(Saved entries)
####################
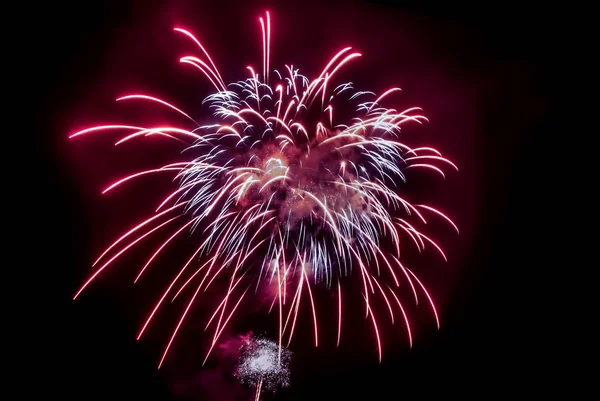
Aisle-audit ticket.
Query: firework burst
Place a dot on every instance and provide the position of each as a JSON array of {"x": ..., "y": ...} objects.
[
  {"x": 286, "y": 192},
  {"x": 264, "y": 365}
]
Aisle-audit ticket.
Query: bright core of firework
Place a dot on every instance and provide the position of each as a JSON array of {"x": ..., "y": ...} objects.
[
  {"x": 264, "y": 364},
  {"x": 293, "y": 185}
]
####################
▶ Brief:
The records, exactly as written but without images, should be returned.

▶ Exercise solution:
Aisle-audit ticket.
Query: firework burst
Place a dot on every instance and provide the position of each as a JSON array of {"x": ..., "y": ...} objects.
[
  {"x": 286, "y": 192},
  {"x": 264, "y": 365}
]
Aisle-audit ticket.
Query: bright core of firework
Place a dot on every instance and provide the position of each as a JSON array of {"x": ..., "y": ...} objects.
[
  {"x": 264, "y": 364},
  {"x": 293, "y": 185}
]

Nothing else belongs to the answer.